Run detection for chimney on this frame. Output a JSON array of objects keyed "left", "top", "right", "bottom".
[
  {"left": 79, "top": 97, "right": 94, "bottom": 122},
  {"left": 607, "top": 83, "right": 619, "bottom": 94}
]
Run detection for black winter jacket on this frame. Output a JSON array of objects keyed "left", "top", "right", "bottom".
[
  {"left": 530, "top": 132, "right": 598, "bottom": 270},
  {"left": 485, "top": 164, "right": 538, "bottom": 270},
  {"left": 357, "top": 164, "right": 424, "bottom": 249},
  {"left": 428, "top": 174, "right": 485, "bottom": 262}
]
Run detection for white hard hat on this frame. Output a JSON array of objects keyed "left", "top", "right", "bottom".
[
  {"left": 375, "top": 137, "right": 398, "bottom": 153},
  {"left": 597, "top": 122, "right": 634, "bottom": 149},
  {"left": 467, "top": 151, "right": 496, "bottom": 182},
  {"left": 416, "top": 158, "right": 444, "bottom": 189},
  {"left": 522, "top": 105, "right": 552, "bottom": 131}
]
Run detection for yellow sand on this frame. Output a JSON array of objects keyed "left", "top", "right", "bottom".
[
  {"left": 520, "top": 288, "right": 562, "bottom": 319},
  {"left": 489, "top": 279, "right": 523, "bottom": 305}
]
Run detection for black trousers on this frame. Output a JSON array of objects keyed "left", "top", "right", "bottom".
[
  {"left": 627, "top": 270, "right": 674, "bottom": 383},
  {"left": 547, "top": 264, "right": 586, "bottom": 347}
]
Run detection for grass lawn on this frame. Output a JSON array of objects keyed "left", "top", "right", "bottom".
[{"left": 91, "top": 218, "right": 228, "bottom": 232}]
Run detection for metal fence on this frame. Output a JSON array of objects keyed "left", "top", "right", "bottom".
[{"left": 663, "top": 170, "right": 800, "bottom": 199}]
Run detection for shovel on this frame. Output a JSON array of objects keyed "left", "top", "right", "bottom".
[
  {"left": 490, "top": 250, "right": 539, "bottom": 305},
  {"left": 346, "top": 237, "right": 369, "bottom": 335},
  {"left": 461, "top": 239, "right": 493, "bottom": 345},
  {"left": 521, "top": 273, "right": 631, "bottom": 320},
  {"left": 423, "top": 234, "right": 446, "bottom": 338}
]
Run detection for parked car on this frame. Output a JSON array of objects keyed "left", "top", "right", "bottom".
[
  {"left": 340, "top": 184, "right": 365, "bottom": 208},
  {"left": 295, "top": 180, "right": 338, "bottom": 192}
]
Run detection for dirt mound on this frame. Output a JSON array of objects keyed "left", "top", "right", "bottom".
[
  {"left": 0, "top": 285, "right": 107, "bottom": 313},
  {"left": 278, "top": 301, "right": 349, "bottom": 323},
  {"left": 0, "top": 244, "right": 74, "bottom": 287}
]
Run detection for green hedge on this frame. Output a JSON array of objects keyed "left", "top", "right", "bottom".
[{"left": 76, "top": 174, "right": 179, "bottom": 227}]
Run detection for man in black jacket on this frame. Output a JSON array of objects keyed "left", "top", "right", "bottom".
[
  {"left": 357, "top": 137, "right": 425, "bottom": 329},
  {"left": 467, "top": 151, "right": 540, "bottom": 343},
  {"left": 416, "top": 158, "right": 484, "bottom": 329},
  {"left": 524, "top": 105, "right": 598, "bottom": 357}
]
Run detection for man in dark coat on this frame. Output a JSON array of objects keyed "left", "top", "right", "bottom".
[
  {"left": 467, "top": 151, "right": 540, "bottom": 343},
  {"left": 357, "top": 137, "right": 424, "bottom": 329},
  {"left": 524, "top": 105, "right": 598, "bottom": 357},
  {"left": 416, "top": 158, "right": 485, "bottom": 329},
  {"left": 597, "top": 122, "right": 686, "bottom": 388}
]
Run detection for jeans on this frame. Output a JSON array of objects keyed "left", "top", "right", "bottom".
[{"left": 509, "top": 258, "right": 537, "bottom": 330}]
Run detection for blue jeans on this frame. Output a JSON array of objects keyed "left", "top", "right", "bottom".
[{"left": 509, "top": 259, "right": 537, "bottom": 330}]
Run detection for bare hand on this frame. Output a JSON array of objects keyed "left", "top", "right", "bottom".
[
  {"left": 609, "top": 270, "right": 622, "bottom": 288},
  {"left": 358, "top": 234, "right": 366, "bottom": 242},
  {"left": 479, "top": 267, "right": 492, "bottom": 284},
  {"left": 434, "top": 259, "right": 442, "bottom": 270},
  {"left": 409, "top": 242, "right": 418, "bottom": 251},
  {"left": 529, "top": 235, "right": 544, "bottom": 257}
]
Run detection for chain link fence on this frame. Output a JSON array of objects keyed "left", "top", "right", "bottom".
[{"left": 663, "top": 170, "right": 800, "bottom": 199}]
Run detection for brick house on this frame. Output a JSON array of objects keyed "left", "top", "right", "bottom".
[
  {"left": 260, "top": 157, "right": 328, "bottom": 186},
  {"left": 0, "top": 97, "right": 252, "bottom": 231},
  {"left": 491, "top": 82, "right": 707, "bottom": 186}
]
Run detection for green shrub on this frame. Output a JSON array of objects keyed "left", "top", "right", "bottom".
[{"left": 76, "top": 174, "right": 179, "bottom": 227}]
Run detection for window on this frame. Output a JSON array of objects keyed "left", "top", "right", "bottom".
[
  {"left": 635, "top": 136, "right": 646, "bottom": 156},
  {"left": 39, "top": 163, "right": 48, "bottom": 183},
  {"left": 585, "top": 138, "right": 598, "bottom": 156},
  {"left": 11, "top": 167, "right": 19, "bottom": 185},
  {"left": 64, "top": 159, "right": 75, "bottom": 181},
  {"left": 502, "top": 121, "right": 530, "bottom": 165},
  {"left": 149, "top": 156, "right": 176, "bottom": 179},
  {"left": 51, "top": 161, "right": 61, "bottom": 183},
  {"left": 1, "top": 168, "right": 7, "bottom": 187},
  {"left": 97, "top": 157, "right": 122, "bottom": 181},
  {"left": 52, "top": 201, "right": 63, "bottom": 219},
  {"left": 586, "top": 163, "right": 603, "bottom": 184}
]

——

# THE TASK:
Retype the records above in full, exactly as they appear.

# ANSWER SECTION:
Run detection for chimney on this frame. Output a JSON array of objects keyed "left", "top", "right", "bottom".
[
  {"left": 79, "top": 97, "right": 94, "bottom": 122},
  {"left": 607, "top": 83, "right": 619, "bottom": 94}
]
Run detection for black winter jacket on this frame. Output a JSON array of objects keyed "left", "top", "right", "bottom".
[
  {"left": 530, "top": 132, "right": 598, "bottom": 270},
  {"left": 485, "top": 164, "right": 538, "bottom": 270},
  {"left": 357, "top": 164, "right": 424, "bottom": 249},
  {"left": 428, "top": 174, "right": 485, "bottom": 262}
]
Run detection for white hard hat on this frame. Output a JSON array of objects keyed "left", "top", "right", "bottom".
[
  {"left": 375, "top": 137, "right": 398, "bottom": 153},
  {"left": 597, "top": 122, "right": 634, "bottom": 149},
  {"left": 467, "top": 151, "right": 496, "bottom": 182},
  {"left": 416, "top": 158, "right": 444, "bottom": 189},
  {"left": 522, "top": 105, "right": 552, "bottom": 131}
]
Run detection for yellow sand on this frame. Output a JSON array of objects keyed "left", "top", "right", "bottom".
[
  {"left": 520, "top": 288, "right": 562, "bottom": 319},
  {"left": 489, "top": 279, "right": 523, "bottom": 305}
]
Run detection for black trousers on this frame. Output a JSON array of objects keyed "left", "top", "right", "bottom".
[
  {"left": 627, "top": 270, "right": 674, "bottom": 383},
  {"left": 547, "top": 264, "right": 586, "bottom": 347}
]
Run detection for grass lawn on this frame. Output a JSON array of objects keyed "left", "top", "right", "bottom".
[{"left": 91, "top": 218, "right": 228, "bottom": 232}]
Run detection for metal fence on this frame. Output a JSON array of objects keyed "left", "top", "right", "bottom".
[{"left": 663, "top": 170, "right": 800, "bottom": 199}]
Run detection for shovel on this frame. Output a JSON array of objects keyed "left", "top", "right", "bottom".
[
  {"left": 490, "top": 250, "right": 539, "bottom": 305},
  {"left": 346, "top": 237, "right": 369, "bottom": 335},
  {"left": 461, "top": 239, "right": 493, "bottom": 345},
  {"left": 521, "top": 273, "right": 631, "bottom": 320},
  {"left": 423, "top": 234, "right": 446, "bottom": 338}
]
Run detection for parked car on this frame. Output a JSON array of objects keyed "left", "top", "right", "bottom".
[
  {"left": 340, "top": 184, "right": 365, "bottom": 208},
  {"left": 295, "top": 180, "right": 338, "bottom": 192}
]
Run detection for dirt mound on this frame. Output a JSON array of objects keyed "left", "top", "right", "bottom".
[
  {"left": 0, "top": 285, "right": 107, "bottom": 313},
  {"left": 278, "top": 301, "right": 349, "bottom": 323},
  {"left": 0, "top": 244, "right": 74, "bottom": 287}
]
Run detection for green hedge on this frame. Output a JSON array of objects keyed "left", "top", "right", "bottom".
[{"left": 76, "top": 174, "right": 179, "bottom": 227}]
Run detection for man in black jacket on this frame. Output a JSON array of objects keyed "left", "top", "right", "bottom".
[
  {"left": 357, "top": 137, "right": 425, "bottom": 329},
  {"left": 467, "top": 151, "right": 540, "bottom": 343},
  {"left": 416, "top": 158, "right": 484, "bottom": 329},
  {"left": 524, "top": 105, "right": 598, "bottom": 357}
]
Run detection for man in dark coat on this frame. Output a JSON array of objects keyed "left", "top", "right", "bottom".
[
  {"left": 467, "top": 151, "right": 540, "bottom": 343},
  {"left": 357, "top": 137, "right": 424, "bottom": 329},
  {"left": 524, "top": 105, "right": 598, "bottom": 357},
  {"left": 416, "top": 158, "right": 485, "bottom": 329},
  {"left": 597, "top": 122, "right": 686, "bottom": 388}
]
Run detection for jeans on this frame. Output a JSON array of objects keyed "left", "top", "right", "bottom".
[{"left": 509, "top": 258, "right": 537, "bottom": 330}]
Run detection for blue jeans on this frame. Output a JSON array of objects keyed "left", "top", "right", "bottom".
[{"left": 509, "top": 259, "right": 537, "bottom": 330}]
Run detection for bare hand on this frame. Output a JSON array of objects keyed "left", "top", "right", "bottom".
[
  {"left": 609, "top": 270, "right": 622, "bottom": 288},
  {"left": 358, "top": 234, "right": 366, "bottom": 242},
  {"left": 479, "top": 267, "right": 492, "bottom": 284},
  {"left": 434, "top": 259, "right": 442, "bottom": 270},
  {"left": 409, "top": 242, "right": 418, "bottom": 251},
  {"left": 529, "top": 235, "right": 544, "bottom": 257}
]
Run detection for chain link fence on this frame. Output a JSON array of objects keyed "left", "top", "right", "bottom".
[{"left": 663, "top": 170, "right": 800, "bottom": 199}]
Run detection for brick house on this frame. Output a JSON array of objects keyed "left", "top", "right", "bottom".
[
  {"left": 260, "top": 157, "right": 328, "bottom": 186},
  {"left": 0, "top": 97, "right": 252, "bottom": 231},
  {"left": 491, "top": 82, "right": 707, "bottom": 186}
]
Run detection for green shrub on this frame. Output a JSON array of objects keyed "left", "top", "right", "bottom".
[{"left": 76, "top": 174, "right": 179, "bottom": 227}]
Run detection for window on this frame. Output a JSON array of objects keyed "left", "top", "right", "bottom".
[
  {"left": 635, "top": 136, "right": 646, "bottom": 156},
  {"left": 39, "top": 163, "right": 48, "bottom": 183},
  {"left": 585, "top": 138, "right": 598, "bottom": 156},
  {"left": 11, "top": 167, "right": 19, "bottom": 185},
  {"left": 64, "top": 159, "right": 75, "bottom": 181},
  {"left": 502, "top": 121, "right": 530, "bottom": 165},
  {"left": 149, "top": 156, "right": 176, "bottom": 179},
  {"left": 51, "top": 161, "right": 61, "bottom": 183},
  {"left": 1, "top": 168, "right": 7, "bottom": 187},
  {"left": 97, "top": 157, "right": 122, "bottom": 181},
  {"left": 52, "top": 201, "right": 63, "bottom": 219},
  {"left": 586, "top": 163, "right": 603, "bottom": 184}
]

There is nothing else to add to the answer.